#### [Dataset extract]
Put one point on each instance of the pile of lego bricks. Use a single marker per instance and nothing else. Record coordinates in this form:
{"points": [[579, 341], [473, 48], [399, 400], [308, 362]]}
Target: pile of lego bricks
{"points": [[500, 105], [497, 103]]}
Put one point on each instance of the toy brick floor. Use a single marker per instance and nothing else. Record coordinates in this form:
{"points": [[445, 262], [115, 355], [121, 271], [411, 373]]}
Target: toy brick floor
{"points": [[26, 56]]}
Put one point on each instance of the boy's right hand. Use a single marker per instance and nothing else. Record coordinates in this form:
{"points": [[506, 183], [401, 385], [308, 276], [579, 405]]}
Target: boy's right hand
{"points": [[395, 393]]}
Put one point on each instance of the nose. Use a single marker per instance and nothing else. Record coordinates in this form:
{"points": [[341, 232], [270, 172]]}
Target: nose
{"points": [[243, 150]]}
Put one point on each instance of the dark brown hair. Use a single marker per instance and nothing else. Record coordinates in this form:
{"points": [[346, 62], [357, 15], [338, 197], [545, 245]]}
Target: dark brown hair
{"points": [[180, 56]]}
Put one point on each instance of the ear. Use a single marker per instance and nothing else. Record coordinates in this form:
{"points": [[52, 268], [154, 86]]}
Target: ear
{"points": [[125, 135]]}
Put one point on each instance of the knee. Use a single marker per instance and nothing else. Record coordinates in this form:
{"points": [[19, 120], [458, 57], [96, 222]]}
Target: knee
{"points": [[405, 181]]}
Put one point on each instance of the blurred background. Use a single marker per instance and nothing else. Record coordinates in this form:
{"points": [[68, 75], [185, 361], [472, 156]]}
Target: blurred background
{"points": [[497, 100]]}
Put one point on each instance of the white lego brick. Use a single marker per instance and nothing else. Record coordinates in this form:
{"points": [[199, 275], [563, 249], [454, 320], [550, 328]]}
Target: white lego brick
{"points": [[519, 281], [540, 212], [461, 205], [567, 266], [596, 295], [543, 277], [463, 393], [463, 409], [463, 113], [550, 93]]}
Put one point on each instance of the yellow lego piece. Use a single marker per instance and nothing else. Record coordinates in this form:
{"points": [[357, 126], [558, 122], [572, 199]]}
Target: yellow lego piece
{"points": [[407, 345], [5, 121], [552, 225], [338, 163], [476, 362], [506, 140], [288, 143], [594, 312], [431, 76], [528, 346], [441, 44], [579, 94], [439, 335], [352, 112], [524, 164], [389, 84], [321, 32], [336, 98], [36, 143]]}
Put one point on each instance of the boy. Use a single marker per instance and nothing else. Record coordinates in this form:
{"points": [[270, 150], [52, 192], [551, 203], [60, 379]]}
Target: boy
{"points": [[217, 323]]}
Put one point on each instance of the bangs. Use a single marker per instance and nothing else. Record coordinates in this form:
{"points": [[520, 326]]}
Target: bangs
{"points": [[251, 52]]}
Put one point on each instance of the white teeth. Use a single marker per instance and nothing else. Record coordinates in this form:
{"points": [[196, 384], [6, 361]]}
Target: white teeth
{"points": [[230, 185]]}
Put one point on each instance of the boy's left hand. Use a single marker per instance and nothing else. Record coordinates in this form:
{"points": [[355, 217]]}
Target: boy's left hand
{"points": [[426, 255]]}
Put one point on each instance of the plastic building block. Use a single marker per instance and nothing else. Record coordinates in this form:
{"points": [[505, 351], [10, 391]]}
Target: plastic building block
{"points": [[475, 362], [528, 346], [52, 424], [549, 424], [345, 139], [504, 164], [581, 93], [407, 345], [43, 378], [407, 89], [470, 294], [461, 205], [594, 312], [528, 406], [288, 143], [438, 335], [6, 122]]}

#### [Aim]
Reproduce all of the data above line for line, with no changes.

#### [Task solution]
Put one point on each instance of the pile of lego bricks. Use a single marker per instance and nothing else. Record coordinates in this form:
{"points": [[579, 341], [473, 48], [399, 400], [308, 362]]}
Target: pile of lego bricks
{"points": [[500, 105], [497, 103]]}
Put one point on each instance of the toy brick floor. Use a single marker per instance and nothing else. Record coordinates in this form:
{"points": [[445, 262], [115, 355], [121, 271], [411, 373]]}
Target: toy brick floor
{"points": [[26, 56]]}
Put one point on each instance of the boy's right hand. Use a single marker per instance and nothing else. Record coordinates in this form:
{"points": [[506, 183], [401, 385], [308, 276], [579, 405]]}
Target: boy's right hand
{"points": [[395, 393]]}
Put one point on each instance of the nose. Use a single marker per instance and nothing else. Record coordinates in this form:
{"points": [[341, 232], [270, 172]]}
Target: nose
{"points": [[243, 150]]}
Put one point on each instance of the dark brown hair. Use a single marker per instance and nothing else. Record coordinates in this form:
{"points": [[346, 62], [357, 15], [338, 197], [545, 245]]}
Target: dark brown hair
{"points": [[180, 56]]}
Put one point on each instance of the ear. Use a single marker per instance and nothing else. Record coordinates in this form:
{"points": [[52, 268], [154, 86]]}
Target: ear
{"points": [[125, 135]]}
Put one point on each instance of the knee. Use a single marker per instance and nothing else. Record coordinates in this form:
{"points": [[19, 120], [458, 57], [96, 222]]}
Target: knee
{"points": [[405, 181]]}
Put one point on each instance of the blurred background. Use a single marker per instance and nothing else. Record coordinates in this form:
{"points": [[68, 75], [185, 361], [472, 156]]}
Target: blurred background
{"points": [[497, 100]]}
Put one point on each instance of the white lego brick. Use a single marker per instance and nothing else. Record coordinates in this form:
{"points": [[199, 275], [563, 249], [454, 320], [550, 328]]}
Target: white lego brick
{"points": [[519, 281], [540, 212], [461, 205], [567, 266], [596, 295], [543, 277], [463, 393], [463, 409], [463, 113], [550, 93]]}
Put one point on each instance of the yellow lego piece. Use a single marker per instance and nothing else. Record coordinates in this form:
{"points": [[357, 126], [558, 122], [572, 199]]}
Target: yellow lego piece
{"points": [[407, 345], [5, 121], [552, 225], [338, 163], [476, 362], [506, 140], [288, 143], [594, 312], [431, 76], [528, 346], [441, 44], [579, 94], [439, 335], [352, 112], [524, 164], [389, 84], [321, 32], [336, 98], [36, 143]]}
Put one point on each instance of the boy. Use a single marker per instance and nothing else. Record coordinates in this form:
{"points": [[270, 150], [52, 192], [551, 203], [60, 379]]}
Target: boy
{"points": [[217, 323]]}
Put one point on each instance of the bangs. Use a single marker per instance and nothing else. Record coordinates in this form:
{"points": [[520, 326]]}
Target: bangs
{"points": [[251, 52]]}
Put one point on each instance of the white teeth. Use a single marker per instance and nothing else. Record coordinates in this form:
{"points": [[196, 384], [6, 361]]}
Target: white teeth
{"points": [[230, 185]]}
Put one point on each instance of the boy's left hand. Use a single marker per instance and nothing else. Record coordinates in this form:
{"points": [[355, 217]]}
Target: boy's left hand
{"points": [[426, 255]]}
Put one point on each instance of the plastic building block. Use a single marker per instance and nothing else. Record coordinates in this form:
{"points": [[505, 351], [10, 391]]}
Target: plastic building block
{"points": [[475, 362], [528, 346], [52, 424], [549, 424], [345, 139], [504, 164], [581, 93], [407, 345], [43, 378], [407, 89], [470, 294], [461, 205], [594, 312], [528, 406], [288, 143], [438, 335], [6, 122]]}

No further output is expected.